____ INPUT
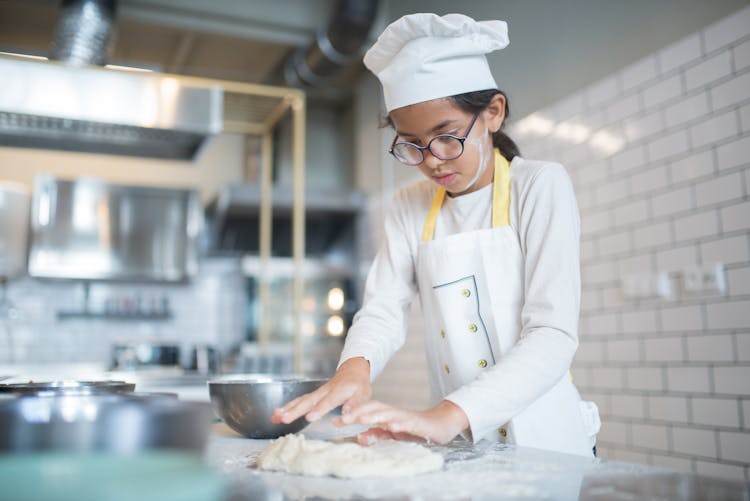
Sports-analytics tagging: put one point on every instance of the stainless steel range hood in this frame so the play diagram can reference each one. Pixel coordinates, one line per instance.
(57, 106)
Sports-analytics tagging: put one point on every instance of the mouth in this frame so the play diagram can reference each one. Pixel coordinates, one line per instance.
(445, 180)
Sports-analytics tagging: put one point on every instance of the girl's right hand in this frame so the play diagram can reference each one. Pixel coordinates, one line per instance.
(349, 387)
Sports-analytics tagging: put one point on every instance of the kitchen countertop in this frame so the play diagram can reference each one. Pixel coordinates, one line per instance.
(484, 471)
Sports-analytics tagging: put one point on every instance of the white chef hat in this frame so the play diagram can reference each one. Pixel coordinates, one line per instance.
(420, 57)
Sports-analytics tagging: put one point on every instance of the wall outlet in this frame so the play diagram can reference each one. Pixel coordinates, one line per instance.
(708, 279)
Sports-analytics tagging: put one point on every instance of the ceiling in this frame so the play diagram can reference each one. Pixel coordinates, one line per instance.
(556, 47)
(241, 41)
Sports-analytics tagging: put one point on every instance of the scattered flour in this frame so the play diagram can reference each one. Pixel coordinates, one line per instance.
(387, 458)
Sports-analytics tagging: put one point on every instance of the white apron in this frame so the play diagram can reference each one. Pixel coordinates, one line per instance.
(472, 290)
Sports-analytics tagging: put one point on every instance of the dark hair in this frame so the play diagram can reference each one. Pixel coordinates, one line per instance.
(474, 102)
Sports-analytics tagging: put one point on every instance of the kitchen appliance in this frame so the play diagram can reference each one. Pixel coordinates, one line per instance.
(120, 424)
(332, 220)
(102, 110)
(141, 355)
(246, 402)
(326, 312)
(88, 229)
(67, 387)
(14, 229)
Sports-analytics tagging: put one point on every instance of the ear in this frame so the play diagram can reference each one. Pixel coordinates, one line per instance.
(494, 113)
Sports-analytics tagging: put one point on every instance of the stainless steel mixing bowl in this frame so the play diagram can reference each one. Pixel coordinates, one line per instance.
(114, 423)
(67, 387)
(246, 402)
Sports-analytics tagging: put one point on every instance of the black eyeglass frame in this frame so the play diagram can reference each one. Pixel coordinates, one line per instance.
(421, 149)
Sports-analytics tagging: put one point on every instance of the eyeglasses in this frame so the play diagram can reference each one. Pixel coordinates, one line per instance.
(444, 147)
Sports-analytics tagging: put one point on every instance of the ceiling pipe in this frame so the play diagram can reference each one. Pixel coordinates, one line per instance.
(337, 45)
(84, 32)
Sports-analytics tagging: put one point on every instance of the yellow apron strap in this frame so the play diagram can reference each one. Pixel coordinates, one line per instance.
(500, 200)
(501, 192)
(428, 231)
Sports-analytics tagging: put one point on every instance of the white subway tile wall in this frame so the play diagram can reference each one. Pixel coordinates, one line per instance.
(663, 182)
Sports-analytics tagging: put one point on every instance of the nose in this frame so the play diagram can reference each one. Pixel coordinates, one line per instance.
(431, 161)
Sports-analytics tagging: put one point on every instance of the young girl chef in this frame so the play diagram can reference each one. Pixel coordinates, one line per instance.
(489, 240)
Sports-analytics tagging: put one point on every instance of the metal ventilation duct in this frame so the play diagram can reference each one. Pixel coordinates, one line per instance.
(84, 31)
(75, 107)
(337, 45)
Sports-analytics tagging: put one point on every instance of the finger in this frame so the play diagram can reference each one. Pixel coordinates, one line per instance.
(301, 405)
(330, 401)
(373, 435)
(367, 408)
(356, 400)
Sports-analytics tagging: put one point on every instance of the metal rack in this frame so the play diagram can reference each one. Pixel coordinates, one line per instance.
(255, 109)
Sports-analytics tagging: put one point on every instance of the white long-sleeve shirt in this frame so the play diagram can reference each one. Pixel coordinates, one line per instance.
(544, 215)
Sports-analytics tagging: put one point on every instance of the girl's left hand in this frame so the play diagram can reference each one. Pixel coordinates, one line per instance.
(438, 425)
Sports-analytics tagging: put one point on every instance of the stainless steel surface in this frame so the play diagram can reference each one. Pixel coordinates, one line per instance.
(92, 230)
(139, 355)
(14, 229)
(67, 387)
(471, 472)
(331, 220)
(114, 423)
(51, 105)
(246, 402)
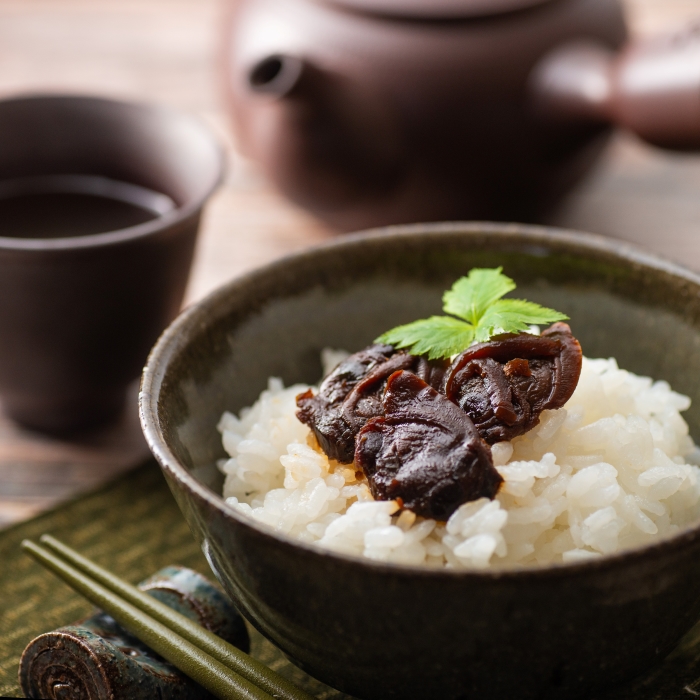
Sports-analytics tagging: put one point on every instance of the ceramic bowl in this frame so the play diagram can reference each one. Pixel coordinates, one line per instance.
________
### TASK OBJECTIVE
Starting at the line that holds "the metal ventilation", repeat every line through the end of the listing exactly as written, skipping any picture.

### ANSWER TO THIS PROBLEM
Sports-analytics tagging: put one point on every instance of the metal ventilation duct in this frame so the play diagram can reference each one. Pixel coordinates, one line per instance.
(84, 31)
(75, 107)
(337, 45)
Sports-analytics tagging: put one point on every instance of the finger in this frame so the play diagram can reference each one. Pixel coordinates, one line per instance.
(301, 405)
(330, 401)
(373, 435)
(367, 408)
(356, 400)
Sports-analytics tagging: put one point on every instance of the metal rack in this frame so the play diagram can reference each one. Pixel coordinates, one line per instance.
(255, 109)
Sports-analytics tagging: put one point on every instance of the white long-sleeve shirt in this frame so the play diagram can reference each one. Pixel coordinates, one line per instance.
(544, 215)
Sports-analytics tagging: put one point on every instance of the girl's left hand in this frame so the play diagram can reference each one. Pixel coordinates, one line per instance.
(438, 425)
Sports-analytics tagging: put one point on every instance of the stainless steel surface in this frame so the play diagram can reference each one. Pixel coordinates, one line per instance.
(92, 230)
(139, 355)
(14, 229)
(67, 387)
(471, 472)
(331, 220)
(114, 423)
(51, 105)
(246, 402)
Sports-analytics tagging: put one point on every instance of the ceramic bowl in this frame so the play diagram can reference each one. Pixel coordinates, one line per instance.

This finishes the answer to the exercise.